▶ What you should do
In your copy of the entries below, keep every word exactly and leave out all images.

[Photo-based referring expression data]
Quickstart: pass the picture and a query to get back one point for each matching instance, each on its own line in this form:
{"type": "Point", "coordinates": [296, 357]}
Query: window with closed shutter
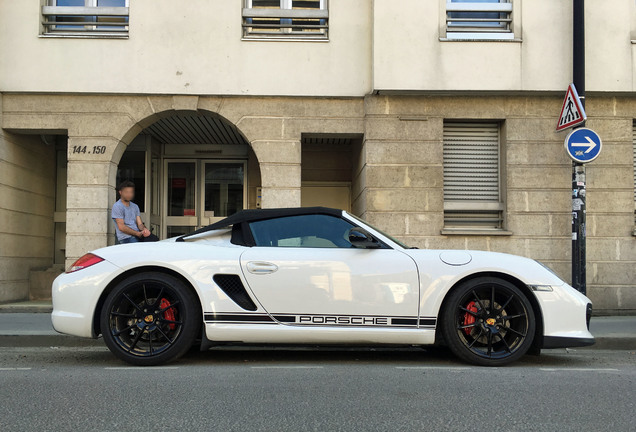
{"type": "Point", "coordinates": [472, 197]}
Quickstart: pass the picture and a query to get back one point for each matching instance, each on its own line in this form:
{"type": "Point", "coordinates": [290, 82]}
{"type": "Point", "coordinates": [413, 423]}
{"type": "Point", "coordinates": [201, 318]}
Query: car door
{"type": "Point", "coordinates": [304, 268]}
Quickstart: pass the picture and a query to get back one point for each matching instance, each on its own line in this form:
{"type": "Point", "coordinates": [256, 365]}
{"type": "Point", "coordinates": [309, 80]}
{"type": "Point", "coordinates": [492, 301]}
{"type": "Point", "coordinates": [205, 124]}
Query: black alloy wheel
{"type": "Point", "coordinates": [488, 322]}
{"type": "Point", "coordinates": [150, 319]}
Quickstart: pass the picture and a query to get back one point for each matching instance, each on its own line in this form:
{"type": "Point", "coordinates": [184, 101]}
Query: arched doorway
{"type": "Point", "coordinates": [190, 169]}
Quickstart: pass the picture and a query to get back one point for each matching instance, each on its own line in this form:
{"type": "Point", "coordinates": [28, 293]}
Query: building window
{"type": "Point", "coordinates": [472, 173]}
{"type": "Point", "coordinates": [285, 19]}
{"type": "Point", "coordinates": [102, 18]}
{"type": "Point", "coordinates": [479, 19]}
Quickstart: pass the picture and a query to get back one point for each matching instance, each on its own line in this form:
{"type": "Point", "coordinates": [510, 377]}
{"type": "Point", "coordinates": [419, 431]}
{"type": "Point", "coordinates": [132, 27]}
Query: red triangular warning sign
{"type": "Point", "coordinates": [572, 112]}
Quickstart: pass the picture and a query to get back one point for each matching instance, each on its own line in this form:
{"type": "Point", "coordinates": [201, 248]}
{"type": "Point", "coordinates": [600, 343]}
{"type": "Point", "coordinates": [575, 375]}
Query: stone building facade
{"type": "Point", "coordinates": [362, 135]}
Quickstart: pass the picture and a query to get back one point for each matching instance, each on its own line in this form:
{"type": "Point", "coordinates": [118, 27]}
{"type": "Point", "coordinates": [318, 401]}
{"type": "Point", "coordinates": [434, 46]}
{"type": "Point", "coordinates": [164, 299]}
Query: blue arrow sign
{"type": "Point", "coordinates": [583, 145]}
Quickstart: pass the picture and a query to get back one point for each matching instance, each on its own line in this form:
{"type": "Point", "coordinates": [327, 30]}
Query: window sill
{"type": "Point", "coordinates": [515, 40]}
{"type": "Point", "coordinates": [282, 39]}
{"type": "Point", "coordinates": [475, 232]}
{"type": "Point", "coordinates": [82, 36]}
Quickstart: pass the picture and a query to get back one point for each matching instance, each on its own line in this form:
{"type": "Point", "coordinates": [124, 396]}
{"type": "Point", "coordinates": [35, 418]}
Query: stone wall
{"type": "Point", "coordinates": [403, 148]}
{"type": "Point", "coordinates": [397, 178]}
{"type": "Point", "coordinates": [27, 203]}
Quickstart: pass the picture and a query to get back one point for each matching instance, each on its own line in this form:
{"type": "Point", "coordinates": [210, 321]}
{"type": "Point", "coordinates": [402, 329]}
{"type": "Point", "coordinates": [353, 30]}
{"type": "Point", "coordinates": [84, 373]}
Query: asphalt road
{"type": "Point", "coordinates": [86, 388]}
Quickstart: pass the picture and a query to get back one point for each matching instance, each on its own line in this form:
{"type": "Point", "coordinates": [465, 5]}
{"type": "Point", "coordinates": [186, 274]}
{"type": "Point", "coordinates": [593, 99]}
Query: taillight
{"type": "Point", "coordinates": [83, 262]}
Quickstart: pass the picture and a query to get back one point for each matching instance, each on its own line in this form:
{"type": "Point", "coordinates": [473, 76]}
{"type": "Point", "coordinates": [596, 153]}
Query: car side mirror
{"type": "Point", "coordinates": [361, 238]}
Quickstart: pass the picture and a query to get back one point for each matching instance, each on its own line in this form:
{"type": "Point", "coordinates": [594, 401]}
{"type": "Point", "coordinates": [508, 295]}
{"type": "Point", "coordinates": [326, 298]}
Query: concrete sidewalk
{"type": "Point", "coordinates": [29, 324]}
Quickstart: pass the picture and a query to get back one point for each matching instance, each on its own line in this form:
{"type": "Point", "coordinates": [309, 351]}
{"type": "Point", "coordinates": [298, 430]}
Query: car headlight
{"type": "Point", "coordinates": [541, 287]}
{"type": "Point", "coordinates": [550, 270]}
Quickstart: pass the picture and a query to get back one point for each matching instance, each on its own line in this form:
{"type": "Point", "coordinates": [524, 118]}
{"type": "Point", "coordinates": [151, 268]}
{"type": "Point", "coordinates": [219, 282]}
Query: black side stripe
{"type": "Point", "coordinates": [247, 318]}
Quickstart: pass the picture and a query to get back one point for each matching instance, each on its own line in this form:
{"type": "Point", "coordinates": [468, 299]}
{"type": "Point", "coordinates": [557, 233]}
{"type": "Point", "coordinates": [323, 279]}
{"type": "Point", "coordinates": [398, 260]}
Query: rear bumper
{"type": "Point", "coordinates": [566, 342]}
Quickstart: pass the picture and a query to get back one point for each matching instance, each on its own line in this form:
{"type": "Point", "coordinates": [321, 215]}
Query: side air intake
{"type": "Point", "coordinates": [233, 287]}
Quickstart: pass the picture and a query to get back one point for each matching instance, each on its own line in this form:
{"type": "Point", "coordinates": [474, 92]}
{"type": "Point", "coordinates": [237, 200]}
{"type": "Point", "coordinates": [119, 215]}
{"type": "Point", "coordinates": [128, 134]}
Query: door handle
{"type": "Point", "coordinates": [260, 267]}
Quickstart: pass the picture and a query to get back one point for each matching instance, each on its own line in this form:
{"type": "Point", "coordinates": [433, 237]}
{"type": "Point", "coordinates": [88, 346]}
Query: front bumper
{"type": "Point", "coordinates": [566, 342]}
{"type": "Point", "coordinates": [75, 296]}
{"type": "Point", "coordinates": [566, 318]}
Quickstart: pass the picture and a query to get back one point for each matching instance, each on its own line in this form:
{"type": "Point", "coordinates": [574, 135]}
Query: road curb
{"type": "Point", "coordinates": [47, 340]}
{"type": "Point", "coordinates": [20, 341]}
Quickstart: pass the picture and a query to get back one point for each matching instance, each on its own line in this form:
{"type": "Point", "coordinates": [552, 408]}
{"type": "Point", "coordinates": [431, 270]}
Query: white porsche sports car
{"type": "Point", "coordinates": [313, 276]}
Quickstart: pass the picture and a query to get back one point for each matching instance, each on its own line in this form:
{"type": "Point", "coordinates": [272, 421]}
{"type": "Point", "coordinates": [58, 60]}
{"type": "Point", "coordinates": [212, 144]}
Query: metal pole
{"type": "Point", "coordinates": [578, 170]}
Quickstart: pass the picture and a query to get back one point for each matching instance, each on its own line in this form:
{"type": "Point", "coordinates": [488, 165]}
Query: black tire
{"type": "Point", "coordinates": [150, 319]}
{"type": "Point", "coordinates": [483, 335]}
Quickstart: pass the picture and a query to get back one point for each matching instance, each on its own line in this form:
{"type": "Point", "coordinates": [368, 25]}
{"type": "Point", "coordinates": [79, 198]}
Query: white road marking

▶ Output for this exercise
Quickstart: pass the picture and a query to get back one point for each matching instance, each on its own line in this form:
{"type": "Point", "coordinates": [296, 357]}
Query: window with closed shutter
{"type": "Point", "coordinates": [472, 197]}
Quickstart: pass the picture and a query to get back one point for each matching instance, each on its own line in this form:
{"type": "Point", "coordinates": [290, 82]}
{"type": "Point", "coordinates": [413, 423]}
{"type": "Point", "coordinates": [201, 318]}
Query: car door
{"type": "Point", "coordinates": [304, 268]}
Quickstart: pass the picture and a query to get back one point for each matching instance, each on its own line in this form:
{"type": "Point", "coordinates": [256, 365]}
{"type": "Point", "coordinates": [309, 80]}
{"type": "Point", "coordinates": [492, 301]}
{"type": "Point", "coordinates": [205, 124]}
Query: black alloy wheel
{"type": "Point", "coordinates": [488, 322]}
{"type": "Point", "coordinates": [150, 319]}
Quickstart: pass the picture and a query to get back one point for each matching instance, each on its own line in this form:
{"type": "Point", "coordinates": [184, 101]}
Query: arched doorway
{"type": "Point", "coordinates": [190, 169]}
Quickstart: pass the picture and a query to get back one point for each matching instance, each on its own line in this form:
{"type": "Point", "coordinates": [28, 293]}
Query: building window
{"type": "Point", "coordinates": [472, 173]}
{"type": "Point", "coordinates": [285, 19]}
{"type": "Point", "coordinates": [102, 18]}
{"type": "Point", "coordinates": [479, 19]}
Quickstart: pass the picture and a query to get back one point for each matching instance, each on its own line in this form:
{"type": "Point", "coordinates": [510, 377]}
{"type": "Point", "coordinates": [419, 431]}
{"type": "Point", "coordinates": [132, 27]}
Query: red triangular warning sign
{"type": "Point", "coordinates": [572, 112]}
Quickstart: pass the picture and a query to get back one point for each matching instance, each on its own line in this form:
{"type": "Point", "coordinates": [201, 248]}
{"type": "Point", "coordinates": [600, 343]}
{"type": "Point", "coordinates": [575, 375]}
Query: stone building facade
{"type": "Point", "coordinates": [362, 135]}
Quickstart: pass the picture and a query to get back one point for each matching instance, each on its own line in this form:
{"type": "Point", "coordinates": [118, 27]}
{"type": "Point", "coordinates": [318, 401]}
{"type": "Point", "coordinates": [434, 46]}
{"type": "Point", "coordinates": [164, 299]}
Query: blue arrow sign
{"type": "Point", "coordinates": [583, 145]}
Quickstart: pass the picture and a query to get back one point for each matching instance, each on its own line in this form:
{"type": "Point", "coordinates": [327, 30]}
Query: window sill
{"type": "Point", "coordinates": [515, 40]}
{"type": "Point", "coordinates": [282, 39]}
{"type": "Point", "coordinates": [475, 232]}
{"type": "Point", "coordinates": [82, 36]}
Quickstart: pass the picture and a query to get back one point for each matching instance, each on its own line in this form:
{"type": "Point", "coordinates": [124, 396]}
{"type": "Point", "coordinates": [35, 418]}
Query: stone wall
{"type": "Point", "coordinates": [403, 148]}
{"type": "Point", "coordinates": [397, 178]}
{"type": "Point", "coordinates": [27, 203]}
Quickstart: pass the picture and a query to get back one point for each matching instance, each on its own line in this form:
{"type": "Point", "coordinates": [210, 321]}
{"type": "Point", "coordinates": [402, 329]}
{"type": "Point", "coordinates": [353, 30]}
{"type": "Point", "coordinates": [84, 373]}
Query: asphalt road
{"type": "Point", "coordinates": [86, 388]}
Quickstart: pass the picture and a query to get back one point for each matching instance, each on its own line in this form:
{"type": "Point", "coordinates": [465, 5]}
{"type": "Point", "coordinates": [186, 274]}
{"type": "Point", "coordinates": [593, 99]}
Query: taillight
{"type": "Point", "coordinates": [83, 262]}
Quickstart: pass the picture and a query to get back one point for each matching instance, each on its own line in this form:
{"type": "Point", "coordinates": [473, 76]}
{"type": "Point", "coordinates": [596, 153]}
Query: car side mirror
{"type": "Point", "coordinates": [361, 238]}
Quickstart: pass the picture and a query to get back one point for each matching instance, each on its own line in this form:
{"type": "Point", "coordinates": [594, 401]}
{"type": "Point", "coordinates": [508, 295]}
{"type": "Point", "coordinates": [326, 298]}
Query: concrete sidewalk
{"type": "Point", "coordinates": [29, 324]}
Quickstart: pass the picture and a query to get back one point for each matching instance, each on its own line in this form:
{"type": "Point", "coordinates": [309, 351]}
{"type": "Point", "coordinates": [298, 430]}
Query: car headlight
{"type": "Point", "coordinates": [541, 287]}
{"type": "Point", "coordinates": [550, 270]}
Quickstart: pass the picture and a query to get back one point for each matching instance, each on its own line in this form:
{"type": "Point", "coordinates": [524, 118]}
{"type": "Point", "coordinates": [151, 268]}
{"type": "Point", "coordinates": [219, 282]}
Query: black side stripe
{"type": "Point", "coordinates": [247, 318]}
Quickstart: pass the picture and a query to get back one point for each matching instance, each on its own line in this form:
{"type": "Point", "coordinates": [468, 299]}
{"type": "Point", "coordinates": [557, 233]}
{"type": "Point", "coordinates": [323, 279]}
{"type": "Point", "coordinates": [398, 260]}
Query: rear bumper
{"type": "Point", "coordinates": [566, 342]}
Quickstart: pass the picture and a query to get back one point for each matching instance, each on its own line in this form:
{"type": "Point", "coordinates": [321, 215]}
Query: side air intake
{"type": "Point", "coordinates": [233, 287]}
Quickstart: pass the picture and a query to get back one point for each matching instance, each on its own line in this form:
{"type": "Point", "coordinates": [474, 92]}
{"type": "Point", "coordinates": [237, 200]}
{"type": "Point", "coordinates": [119, 215]}
{"type": "Point", "coordinates": [128, 134]}
Query: door handle
{"type": "Point", "coordinates": [260, 267]}
Quickstart: pass the picture and a query to get back one point for each matching instance, each on its own line in this form:
{"type": "Point", "coordinates": [433, 237]}
{"type": "Point", "coordinates": [88, 346]}
Query: front bumper
{"type": "Point", "coordinates": [566, 342]}
{"type": "Point", "coordinates": [75, 296]}
{"type": "Point", "coordinates": [566, 318]}
Quickstart: pass the picture and a query to get back one point for each matching instance, each on its own line in this form:
{"type": "Point", "coordinates": [574, 135]}
Query: road curb
{"type": "Point", "coordinates": [47, 340]}
{"type": "Point", "coordinates": [20, 341]}
Quickstart: pass the picture and a query to get back one point for each matching instance, each on its own line in this form:
{"type": "Point", "coordinates": [552, 408]}
{"type": "Point", "coordinates": [431, 270]}
Query: white porsche sports car
{"type": "Point", "coordinates": [313, 276]}
Quickstart: pass the picture and a query to get back one point for each matching instance, each on its own line in this form:
{"type": "Point", "coordinates": [272, 421]}
{"type": "Point", "coordinates": [58, 60]}
{"type": "Point", "coordinates": [212, 144]}
Query: metal pole
{"type": "Point", "coordinates": [578, 170]}
Quickstart: pass the picture and a query to get back one point for each matching instance, each on its own line in this form:
{"type": "Point", "coordinates": [488, 165]}
Query: black tire
{"type": "Point", "coordinates": [150, 319]}
{"type": "Point", "coordinates": [483, 335]}
Quickstart: pass the picture and a query to get back one point for each matching instance, each on its own line in this form:
{"type": "Point", "coordinates": [368, 25]}
{"type": "Point", "coordinates": [79, 198]}
Query: white road marking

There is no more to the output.